◆ SUPPLIED PASSAGE:
* Begin *

Getting the spectrum back raises some esoteric technical issues, such as the application of must-carry rules, but the lawyers can iron those out. And then there are those holdouts whose sets can’t receive digital signals or who don’t have cable or satellite tv; they’ll be out of luck. But that’s a small percentage of the population, and it will be even smaller by 2009. Still, for some reason we seem to believe that free commercial television is an inalienable right. We may not be willing to pay for all Americans to have health insurance, but we’re content to pay for them to watch “Scrubs.” One plan that’s been floated would have the government put aside money to buy set-top devices that would allow any television, no matter how boxy and rabbit-eared, to receive digital broadcasts. Silly and impractical as that may seem, it would be worth trying if it would help get back the tens of billions of dollars’ worth of analog spectrum that the broadcasters are hoarding.

* End *

◆ GIVEN RECORDS:
* Begin *

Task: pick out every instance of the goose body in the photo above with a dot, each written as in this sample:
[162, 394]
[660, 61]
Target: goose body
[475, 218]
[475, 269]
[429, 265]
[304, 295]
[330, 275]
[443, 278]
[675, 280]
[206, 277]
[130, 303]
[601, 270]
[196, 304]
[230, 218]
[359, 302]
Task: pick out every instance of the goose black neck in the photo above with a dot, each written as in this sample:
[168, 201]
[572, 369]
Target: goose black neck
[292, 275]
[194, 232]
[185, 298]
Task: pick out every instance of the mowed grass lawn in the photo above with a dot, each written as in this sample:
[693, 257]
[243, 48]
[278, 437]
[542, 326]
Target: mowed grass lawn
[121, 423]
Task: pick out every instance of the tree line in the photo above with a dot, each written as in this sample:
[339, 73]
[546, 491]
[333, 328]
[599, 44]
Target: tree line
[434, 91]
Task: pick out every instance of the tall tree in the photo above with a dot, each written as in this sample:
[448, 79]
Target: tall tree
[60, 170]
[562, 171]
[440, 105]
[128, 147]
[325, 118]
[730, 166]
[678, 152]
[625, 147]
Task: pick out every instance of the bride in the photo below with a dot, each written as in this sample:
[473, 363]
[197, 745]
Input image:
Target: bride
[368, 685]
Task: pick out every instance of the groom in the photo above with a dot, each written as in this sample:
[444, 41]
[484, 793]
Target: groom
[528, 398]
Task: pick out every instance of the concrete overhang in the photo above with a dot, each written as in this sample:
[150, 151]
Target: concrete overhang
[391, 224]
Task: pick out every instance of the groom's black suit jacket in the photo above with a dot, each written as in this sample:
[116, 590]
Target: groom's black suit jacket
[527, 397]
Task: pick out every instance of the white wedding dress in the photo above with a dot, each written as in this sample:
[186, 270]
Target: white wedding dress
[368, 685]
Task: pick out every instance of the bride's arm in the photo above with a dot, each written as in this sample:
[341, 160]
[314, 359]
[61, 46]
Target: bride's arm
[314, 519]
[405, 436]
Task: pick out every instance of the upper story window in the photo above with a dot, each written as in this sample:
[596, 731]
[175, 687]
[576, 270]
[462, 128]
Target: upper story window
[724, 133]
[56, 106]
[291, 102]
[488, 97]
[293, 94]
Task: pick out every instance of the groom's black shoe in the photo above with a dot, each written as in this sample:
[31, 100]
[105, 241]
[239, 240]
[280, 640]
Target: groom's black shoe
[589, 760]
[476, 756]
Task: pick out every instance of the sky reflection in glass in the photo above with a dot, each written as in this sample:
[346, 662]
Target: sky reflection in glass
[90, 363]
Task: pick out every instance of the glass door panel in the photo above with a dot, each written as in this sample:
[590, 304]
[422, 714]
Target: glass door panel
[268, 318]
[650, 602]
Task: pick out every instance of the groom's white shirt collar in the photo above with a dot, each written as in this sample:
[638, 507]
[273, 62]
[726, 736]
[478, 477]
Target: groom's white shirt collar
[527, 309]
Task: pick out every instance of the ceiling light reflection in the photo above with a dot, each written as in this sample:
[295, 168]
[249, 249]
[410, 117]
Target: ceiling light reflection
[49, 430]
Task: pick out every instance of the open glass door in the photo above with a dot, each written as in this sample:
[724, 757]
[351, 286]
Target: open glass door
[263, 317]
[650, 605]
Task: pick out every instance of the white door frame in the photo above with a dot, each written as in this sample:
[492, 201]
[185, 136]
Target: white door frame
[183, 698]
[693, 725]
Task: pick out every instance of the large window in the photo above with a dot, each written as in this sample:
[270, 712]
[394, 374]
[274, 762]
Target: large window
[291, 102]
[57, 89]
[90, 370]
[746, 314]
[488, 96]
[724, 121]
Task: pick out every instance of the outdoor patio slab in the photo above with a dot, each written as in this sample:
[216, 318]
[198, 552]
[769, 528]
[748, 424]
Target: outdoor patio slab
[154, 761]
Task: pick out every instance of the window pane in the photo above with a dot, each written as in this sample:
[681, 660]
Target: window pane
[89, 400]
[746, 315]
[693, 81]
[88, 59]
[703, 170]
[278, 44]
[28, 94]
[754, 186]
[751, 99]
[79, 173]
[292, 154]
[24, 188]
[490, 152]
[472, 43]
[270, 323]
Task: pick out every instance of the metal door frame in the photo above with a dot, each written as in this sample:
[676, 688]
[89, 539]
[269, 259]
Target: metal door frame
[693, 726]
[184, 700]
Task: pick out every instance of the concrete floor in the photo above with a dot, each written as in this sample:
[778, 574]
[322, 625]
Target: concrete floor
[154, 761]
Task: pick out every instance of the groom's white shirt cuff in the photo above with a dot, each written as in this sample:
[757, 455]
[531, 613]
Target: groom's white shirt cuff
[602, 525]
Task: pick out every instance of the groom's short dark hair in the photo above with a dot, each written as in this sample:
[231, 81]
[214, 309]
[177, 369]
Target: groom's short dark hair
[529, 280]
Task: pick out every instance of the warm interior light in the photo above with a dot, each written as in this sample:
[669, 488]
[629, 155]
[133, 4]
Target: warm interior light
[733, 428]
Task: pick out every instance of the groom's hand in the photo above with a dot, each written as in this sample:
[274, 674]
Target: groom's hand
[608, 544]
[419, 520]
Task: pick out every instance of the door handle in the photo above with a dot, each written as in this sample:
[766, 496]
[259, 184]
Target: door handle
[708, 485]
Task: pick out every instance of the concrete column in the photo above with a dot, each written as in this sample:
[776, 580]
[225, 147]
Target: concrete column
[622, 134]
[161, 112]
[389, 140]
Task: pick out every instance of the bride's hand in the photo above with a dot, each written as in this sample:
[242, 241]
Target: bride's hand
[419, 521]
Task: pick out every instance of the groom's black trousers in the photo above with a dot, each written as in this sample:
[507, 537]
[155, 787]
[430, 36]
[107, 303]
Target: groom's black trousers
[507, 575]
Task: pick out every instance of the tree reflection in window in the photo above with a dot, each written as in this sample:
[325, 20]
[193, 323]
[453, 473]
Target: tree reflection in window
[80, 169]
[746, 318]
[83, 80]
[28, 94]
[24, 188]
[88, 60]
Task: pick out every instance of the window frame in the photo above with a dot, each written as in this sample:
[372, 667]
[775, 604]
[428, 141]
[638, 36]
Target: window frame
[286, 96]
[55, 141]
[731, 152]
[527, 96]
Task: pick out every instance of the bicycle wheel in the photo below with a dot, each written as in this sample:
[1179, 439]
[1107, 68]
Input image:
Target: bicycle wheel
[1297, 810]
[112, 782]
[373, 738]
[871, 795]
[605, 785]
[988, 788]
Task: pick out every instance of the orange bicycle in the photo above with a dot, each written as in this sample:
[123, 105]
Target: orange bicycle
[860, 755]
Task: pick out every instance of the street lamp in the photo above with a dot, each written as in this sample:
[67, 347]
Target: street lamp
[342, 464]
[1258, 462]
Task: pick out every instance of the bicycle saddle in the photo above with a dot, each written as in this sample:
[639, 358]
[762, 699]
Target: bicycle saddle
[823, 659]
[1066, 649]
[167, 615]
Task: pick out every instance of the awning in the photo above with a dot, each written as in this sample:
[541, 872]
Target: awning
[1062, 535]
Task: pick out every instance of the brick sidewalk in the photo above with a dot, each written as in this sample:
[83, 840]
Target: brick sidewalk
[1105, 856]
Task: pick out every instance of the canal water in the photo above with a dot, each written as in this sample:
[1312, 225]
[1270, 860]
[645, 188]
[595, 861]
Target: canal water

* End *

◆ TO DO:
- 1) Extract each line of the listing that contains the string "slab".
- 2) Continue the passage on reclaiming analog TV spectrum, picking up after its final sentence.
The passage on reclaiming analog TV spectrum has no connection to the listing.

◆ RESPONSES TO THE EXERCISE:
- 1)
Task: pick out every instance of the outdoor patio slab in the photo above with a dot, each written as in this sample:
Target: outdoor patio slab

- 2)
In fact, the fight over spectrum has little to do with what people watch and a lot to do with what economists call “rent-seeking.” “Rents,” in econo-speak, are the excess profits that monopolists reap in the absence of competition. By endowing local broadcasters with free channels, the government effectively made them little spectrum monopolists, and the one thing we know about monopolies is that they do not disappear of their own volition. The broadcasters, thanks in large part to their monopolies, have enormous lobbying resources, and their control of the airwaves has made local television—and, in particular, local television news—a powerful weapon to wield against politicians who cross them. Politics drives the business, and the business shapes the politics. As for the public interest—does “Desperate Housewives” count?